● **Work instructions**
Set down the final stretch of the data, from the line that holds "Task: locate the white painted" through the last line, both included, with pictures left out.

[BEGIN]

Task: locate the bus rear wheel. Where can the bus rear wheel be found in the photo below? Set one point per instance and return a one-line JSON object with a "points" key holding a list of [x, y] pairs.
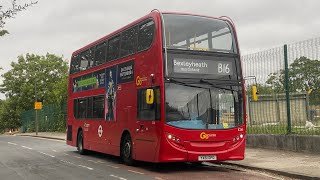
{"points": [[126, 150], [80, 147]]}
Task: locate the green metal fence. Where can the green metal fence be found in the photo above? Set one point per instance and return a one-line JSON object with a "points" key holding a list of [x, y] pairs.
{"points": [[288, 82], [51, 118]]}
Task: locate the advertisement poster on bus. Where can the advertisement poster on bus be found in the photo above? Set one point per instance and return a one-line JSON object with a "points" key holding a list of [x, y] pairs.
{"points": [[111, 93]]}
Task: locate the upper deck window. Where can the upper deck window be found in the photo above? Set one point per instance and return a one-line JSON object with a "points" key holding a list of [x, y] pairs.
{"points": [[130, 41], [146, 33], [198, 33]]}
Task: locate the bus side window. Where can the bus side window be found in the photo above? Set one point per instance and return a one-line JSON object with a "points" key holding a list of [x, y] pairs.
{"points": [[145, 36], [75, 64], [129, 41], [98, 107], [82, 108], [100, 54], [148, 111], [113, 48], [75, 108]]}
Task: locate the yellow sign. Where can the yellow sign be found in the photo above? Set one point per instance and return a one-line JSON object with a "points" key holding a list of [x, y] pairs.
{"points": [[225, 125], [204, 135], [139, 80], [38, 105]]}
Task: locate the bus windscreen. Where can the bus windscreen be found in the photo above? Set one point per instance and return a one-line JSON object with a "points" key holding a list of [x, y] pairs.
{"points": [[198, 33]]}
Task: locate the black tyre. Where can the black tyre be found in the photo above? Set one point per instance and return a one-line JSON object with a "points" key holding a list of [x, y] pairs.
{"points": [[196, 163], [126, 150], [80, 147]]}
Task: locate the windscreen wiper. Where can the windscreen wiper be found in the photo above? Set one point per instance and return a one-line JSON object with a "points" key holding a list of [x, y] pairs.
{"points": [[224, 81], [216, 85], [182, 82]]}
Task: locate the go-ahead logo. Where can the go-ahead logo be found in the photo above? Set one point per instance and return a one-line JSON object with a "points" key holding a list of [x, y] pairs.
{"points": [[204, 135], [139, 80]]}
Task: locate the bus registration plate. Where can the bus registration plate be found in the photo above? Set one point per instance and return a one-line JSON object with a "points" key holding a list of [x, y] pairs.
{"points": [[207, 158]]}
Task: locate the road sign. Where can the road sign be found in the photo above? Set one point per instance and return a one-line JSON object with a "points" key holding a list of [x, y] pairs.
{"points": [[38, 105]]}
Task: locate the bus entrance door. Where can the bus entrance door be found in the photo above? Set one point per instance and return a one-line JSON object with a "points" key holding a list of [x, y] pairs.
{"points": [[146, 140]]}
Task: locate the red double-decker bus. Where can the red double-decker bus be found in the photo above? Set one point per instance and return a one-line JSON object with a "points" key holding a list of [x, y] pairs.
{"points": [[166, 88]]}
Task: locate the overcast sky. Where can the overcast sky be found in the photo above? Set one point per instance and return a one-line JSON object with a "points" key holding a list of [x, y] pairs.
{"points": [[63, 26]]}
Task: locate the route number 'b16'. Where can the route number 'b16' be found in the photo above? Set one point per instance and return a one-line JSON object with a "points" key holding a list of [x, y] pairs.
{"points": [[223, 68]]}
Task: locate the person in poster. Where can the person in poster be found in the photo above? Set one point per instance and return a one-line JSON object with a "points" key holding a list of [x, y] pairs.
{"points": [[110, 95]]}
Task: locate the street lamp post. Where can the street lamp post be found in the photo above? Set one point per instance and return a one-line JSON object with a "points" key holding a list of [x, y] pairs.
{"points": [[35, 100]]}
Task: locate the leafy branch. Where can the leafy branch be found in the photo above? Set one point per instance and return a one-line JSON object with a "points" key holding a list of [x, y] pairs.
{"points": [[11, 13]]}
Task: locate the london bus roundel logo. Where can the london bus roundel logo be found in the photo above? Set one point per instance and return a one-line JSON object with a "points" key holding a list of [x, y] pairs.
{"points": [[204, 135], [100, 131]]}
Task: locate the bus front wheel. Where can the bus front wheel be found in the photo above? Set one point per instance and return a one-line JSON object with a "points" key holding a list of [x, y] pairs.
{"points": [[126, 150], [80, 147]]}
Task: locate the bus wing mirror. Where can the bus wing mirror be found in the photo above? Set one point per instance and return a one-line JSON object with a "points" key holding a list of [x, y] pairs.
{"points": [[149, 96], [254, 93]]}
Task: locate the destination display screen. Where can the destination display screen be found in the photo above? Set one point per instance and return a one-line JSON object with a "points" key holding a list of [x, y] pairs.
{"points": [[197, 66]]}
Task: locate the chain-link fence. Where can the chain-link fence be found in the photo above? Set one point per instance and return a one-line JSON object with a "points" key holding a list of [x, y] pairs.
{"points": [[288, 83], [50, 118]]}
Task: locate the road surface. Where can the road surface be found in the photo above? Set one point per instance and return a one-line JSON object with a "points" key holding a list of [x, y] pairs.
{"points": [[31, 158]]}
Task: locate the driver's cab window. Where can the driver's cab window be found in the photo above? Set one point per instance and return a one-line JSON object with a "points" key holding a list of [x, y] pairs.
{"points": [[148, 111]]}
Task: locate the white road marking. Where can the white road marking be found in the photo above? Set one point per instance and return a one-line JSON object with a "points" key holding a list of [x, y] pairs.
{"points": [[26, 147], [117, 177], [57, 140], [158, 178], [86, 167], [112, 166], [270, 176], [67, 162], [45, 154], [93, 161], [137, 172], [12, 143]]}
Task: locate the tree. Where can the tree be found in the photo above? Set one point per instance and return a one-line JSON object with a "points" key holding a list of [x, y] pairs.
{"points": [[11, 13], [303, 77], [44, 75]]}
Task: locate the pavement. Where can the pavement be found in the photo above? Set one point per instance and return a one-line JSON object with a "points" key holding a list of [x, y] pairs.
{"points": [[286, 163]]}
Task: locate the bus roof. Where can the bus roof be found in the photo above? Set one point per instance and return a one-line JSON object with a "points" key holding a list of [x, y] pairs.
{"points": [[153, 13]]}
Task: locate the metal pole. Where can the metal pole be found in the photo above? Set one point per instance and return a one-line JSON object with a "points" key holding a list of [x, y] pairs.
{"points": [[35, 100], [287, 88]]}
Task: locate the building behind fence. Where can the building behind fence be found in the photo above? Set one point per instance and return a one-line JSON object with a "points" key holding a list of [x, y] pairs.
{"points": [[272, 113]]}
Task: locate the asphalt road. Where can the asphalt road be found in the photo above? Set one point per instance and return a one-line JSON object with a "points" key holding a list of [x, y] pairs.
{"points": [[35, 158]]}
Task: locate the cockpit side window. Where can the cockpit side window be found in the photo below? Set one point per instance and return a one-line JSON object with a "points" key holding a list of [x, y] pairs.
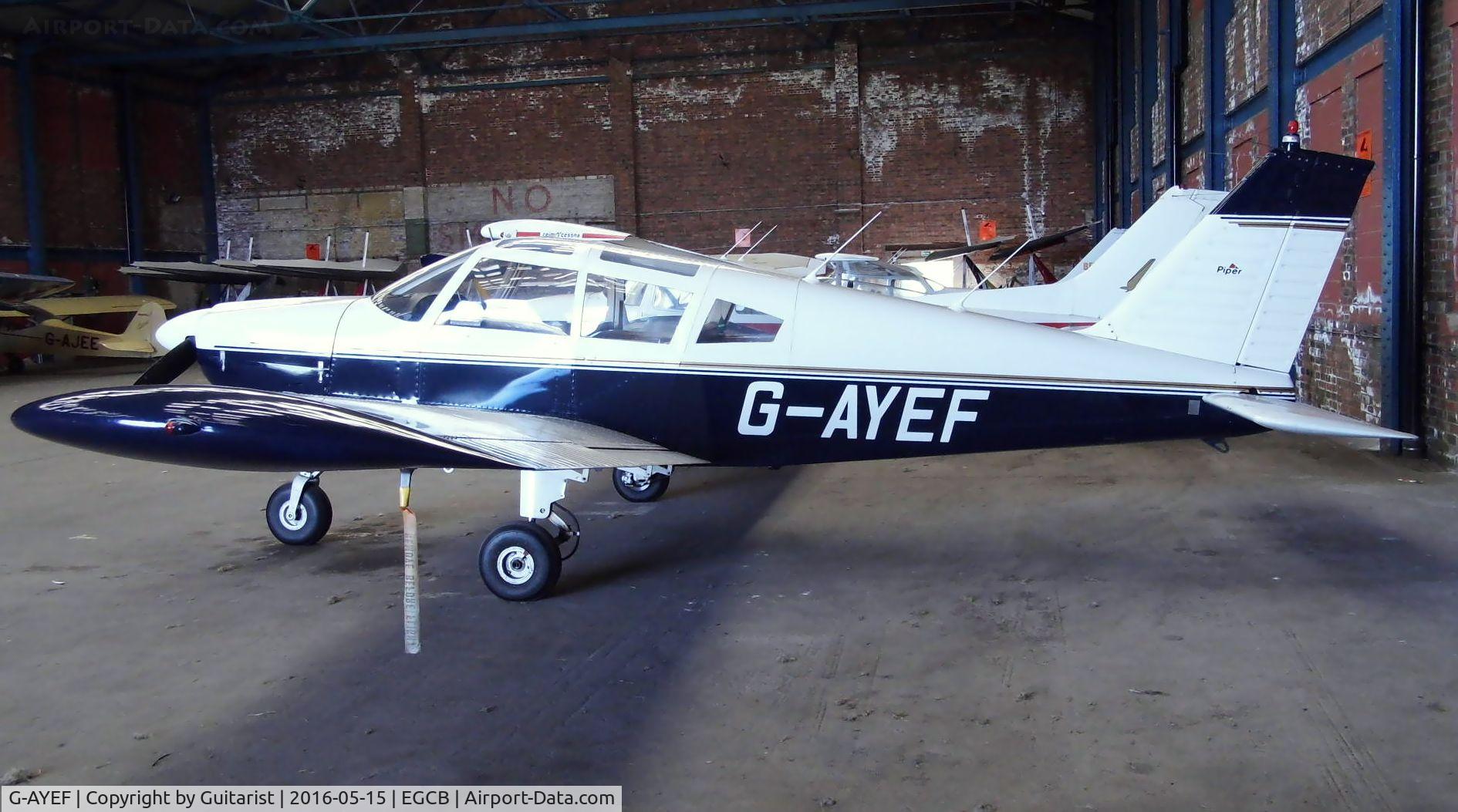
{"points": [[734, 324], [632, 311], [410, 298], [527, 298]]}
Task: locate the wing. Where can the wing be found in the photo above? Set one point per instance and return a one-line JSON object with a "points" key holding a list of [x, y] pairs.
{"points": [[91, 305], [18, 288], [252, 430], [522, 440], [1299, 419]]}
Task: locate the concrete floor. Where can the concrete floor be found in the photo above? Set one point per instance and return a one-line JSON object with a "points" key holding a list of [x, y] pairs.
{"points": [[1145, 627]]}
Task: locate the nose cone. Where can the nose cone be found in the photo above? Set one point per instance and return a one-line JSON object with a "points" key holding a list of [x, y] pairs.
{"points": [[31, 420], [175, 330]]}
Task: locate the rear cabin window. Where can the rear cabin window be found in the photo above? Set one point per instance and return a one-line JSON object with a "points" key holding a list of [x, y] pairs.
{"points": [[652, 263], [517, 296], [410, 298], [632, 311], [735, 324]]}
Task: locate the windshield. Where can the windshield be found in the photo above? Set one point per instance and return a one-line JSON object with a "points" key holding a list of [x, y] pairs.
{"points": [[410, 298]]}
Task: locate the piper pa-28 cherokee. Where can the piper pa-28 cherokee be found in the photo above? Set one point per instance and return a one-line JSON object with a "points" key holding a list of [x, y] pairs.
{"points": [[559, 356]]}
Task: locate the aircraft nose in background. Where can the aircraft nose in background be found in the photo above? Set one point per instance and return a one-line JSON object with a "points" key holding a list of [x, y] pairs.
{"points": [[175, 330]]}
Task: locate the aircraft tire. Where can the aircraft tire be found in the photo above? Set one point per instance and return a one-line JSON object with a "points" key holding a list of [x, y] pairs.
{"points": [[649, 492], [519, 561], [309, 527]]}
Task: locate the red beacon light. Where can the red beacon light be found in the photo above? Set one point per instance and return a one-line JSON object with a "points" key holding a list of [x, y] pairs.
{"points": [[1292, 139]]}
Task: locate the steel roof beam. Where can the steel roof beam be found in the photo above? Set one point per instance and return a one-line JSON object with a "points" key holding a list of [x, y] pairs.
{"points": [[556, 28]]}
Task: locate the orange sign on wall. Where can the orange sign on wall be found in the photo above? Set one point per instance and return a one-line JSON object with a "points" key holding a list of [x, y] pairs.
{"points": [[1365, 150]]}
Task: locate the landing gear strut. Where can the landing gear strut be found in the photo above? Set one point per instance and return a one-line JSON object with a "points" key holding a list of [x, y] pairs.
{"points": [[646, 483], [522, 560], [299, 512]]}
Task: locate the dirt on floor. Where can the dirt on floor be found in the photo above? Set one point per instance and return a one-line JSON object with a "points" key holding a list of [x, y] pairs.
{"points": [[1136, 627]]}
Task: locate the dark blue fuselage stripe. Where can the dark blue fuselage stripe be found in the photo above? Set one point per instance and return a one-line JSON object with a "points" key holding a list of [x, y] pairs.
{"points": [[768, 420], [768, 372]]}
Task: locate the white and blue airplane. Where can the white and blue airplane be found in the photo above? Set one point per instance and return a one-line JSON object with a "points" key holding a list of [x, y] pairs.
{"points": [[559, 356]]}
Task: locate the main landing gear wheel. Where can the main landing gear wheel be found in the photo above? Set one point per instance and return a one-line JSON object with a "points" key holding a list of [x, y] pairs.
{"points": [[633, 486], [305, 524], [521, 561]]}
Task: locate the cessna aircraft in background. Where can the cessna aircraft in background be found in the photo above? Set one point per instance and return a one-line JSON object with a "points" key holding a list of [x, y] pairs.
{"points": [[1099, 281], [32, 298], [559, 356]]}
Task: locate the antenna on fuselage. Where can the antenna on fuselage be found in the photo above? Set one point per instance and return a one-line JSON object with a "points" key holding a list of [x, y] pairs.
{"points": [[758, 241], [833, 254]]}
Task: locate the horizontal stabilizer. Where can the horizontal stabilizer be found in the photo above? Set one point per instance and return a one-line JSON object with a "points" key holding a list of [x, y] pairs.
{"points": [[1298, 419]]}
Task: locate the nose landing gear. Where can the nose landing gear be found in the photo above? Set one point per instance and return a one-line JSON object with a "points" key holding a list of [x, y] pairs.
{"points": [[299, 512], [522, 560]]}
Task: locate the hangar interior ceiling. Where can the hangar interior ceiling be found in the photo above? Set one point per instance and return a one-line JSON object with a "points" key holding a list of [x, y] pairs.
{"points": [[174, 129]]}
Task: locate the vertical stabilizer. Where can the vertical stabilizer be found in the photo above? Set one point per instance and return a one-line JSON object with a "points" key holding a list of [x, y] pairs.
{"points": [[1241, 288]]}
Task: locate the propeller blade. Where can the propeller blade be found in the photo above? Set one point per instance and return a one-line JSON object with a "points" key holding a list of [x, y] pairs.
{"points": [[174, 363]]}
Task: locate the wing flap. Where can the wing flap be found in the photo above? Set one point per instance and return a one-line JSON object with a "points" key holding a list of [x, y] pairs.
{"points": [[1298, 419]]}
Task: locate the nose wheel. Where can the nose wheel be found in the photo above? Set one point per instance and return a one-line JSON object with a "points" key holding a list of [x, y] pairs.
{"points": [[299, 512], [521, 561]]}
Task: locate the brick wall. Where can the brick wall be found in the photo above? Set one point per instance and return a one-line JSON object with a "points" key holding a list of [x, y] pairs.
{"points": [[807, 129], [82, 177]]}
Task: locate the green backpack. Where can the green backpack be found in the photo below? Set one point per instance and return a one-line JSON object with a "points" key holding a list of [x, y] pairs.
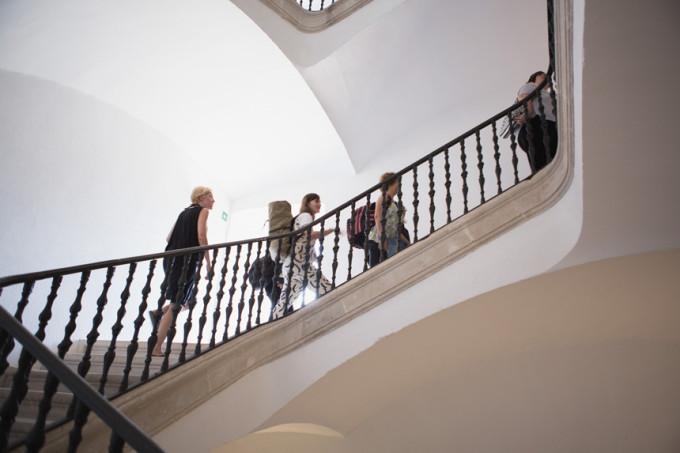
{"points": [[281, 221]]}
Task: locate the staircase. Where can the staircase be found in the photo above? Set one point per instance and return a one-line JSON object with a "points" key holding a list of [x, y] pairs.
{"points": [[28, 411]]}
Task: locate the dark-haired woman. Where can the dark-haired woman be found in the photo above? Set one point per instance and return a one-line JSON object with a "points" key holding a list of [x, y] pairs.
{"points": [[304, 263], [535, 148]]}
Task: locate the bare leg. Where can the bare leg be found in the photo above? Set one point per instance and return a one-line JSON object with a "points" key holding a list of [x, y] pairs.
{"points": [[163, 328]]}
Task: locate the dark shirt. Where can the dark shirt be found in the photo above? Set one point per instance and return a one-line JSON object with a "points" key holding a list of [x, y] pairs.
{"points": [[185, 232]]}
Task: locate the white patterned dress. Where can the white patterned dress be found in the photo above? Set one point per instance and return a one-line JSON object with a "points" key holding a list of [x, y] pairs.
{"points": [[301, 266]]}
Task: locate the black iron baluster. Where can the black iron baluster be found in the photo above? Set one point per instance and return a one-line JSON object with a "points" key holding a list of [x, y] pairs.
{"points": [[80, 413], [431, 193], [10, 407], [336, 247], [319, 257], [367, 230], [305, 267], [480, 166], [530, 139], [84, 365], [6, 340], [291, 261], [447, 184], [260, 295], [153, 338], [203, 319], [544, 130], [497, 157], [515, 159], [416, 217], [36, 438], [400, 215], [220, 295], [177, 299], [463, 175], [139, 321], [382, 240], [244, 287], [110, 354], [232, 290], [350, 232], [251, 298], [188, 324]]}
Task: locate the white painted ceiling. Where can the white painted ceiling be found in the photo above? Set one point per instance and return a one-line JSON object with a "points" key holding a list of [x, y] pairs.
{"points": [[200, 73]]}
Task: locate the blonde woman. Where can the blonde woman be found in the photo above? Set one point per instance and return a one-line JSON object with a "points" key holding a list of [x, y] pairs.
{"points": [[190, 230], [304, 264]]}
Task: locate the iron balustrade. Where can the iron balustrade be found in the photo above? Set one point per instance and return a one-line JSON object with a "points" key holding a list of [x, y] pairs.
{"points": [[316, 5], [110, 299]]}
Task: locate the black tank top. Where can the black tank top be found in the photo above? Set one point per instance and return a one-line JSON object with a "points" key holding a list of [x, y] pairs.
{"points": [[185, 232]]}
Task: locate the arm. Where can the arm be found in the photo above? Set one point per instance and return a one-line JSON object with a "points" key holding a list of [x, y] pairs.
{"points": [[378, 219], [203, 233]]}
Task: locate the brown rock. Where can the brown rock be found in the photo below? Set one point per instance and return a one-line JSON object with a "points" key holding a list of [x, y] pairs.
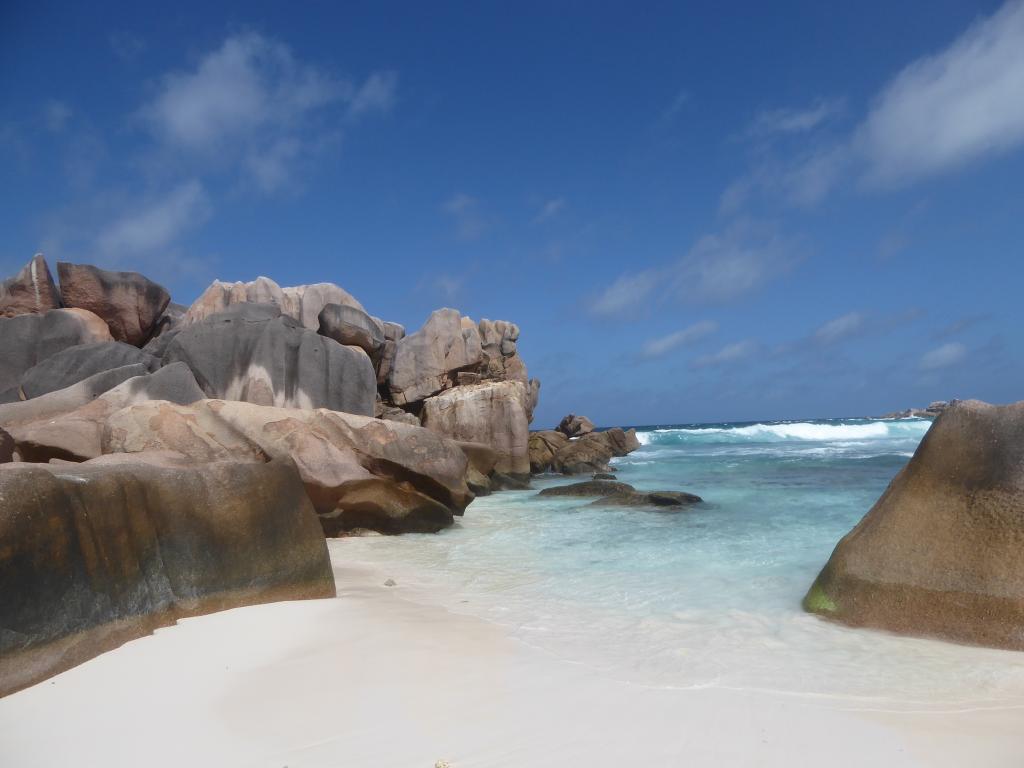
{"points": [[941, 553], [493, 414], [96, 555], [128, 302], [31, 291]]}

[END]

● **Response to the task**
Task: locate the white painted ceiling. Where can the white painted ceiling be found in the photo above? Set one point per instance and return a one-line JSON object with a "points" key holding a list of [x, y] pairs.
{"points": [[200, 73]]}
Task: locate the blonde woman. Where can the blonde woman be found in the photo above? Set one point per instance and return a one-line JSON object with a "points" key holding a list of [x, y] pairs.
{"points": [[190, 230], [304, 264]]}
Task: locate the iron balustrade. Where can the iron balustrade be found in the photo above? Set one point per instance and return a one-line JSON object with a "points" key holding a list of [x, y] pairs.
{"points": [[316, 5], [110, 299]]}
Task: locate the black tank top. Where can the black tank top be found in the photo above? Set one point per instance and return a one-line JSON object with a "points" key holding a list of [x, y] pairs.
{"points": [[185, 232]]}
Task: locate the arm. Where can the arm be found in the photo above? Set one point per instance and return a one-line JSON object with a "points" key holding a list of [x, y] pairs.
{"points": [[378, 219], [203, 233]]}
Task: locate the brown rock. Where can the brown rock be found in the photo below? Set one point per instance and return a one-line JSON object with a "points" key holding a list of [x, y] pairs.
{"points": [[941, 553], [493, 414], [96, 555], [128, 302], [31, 291]]}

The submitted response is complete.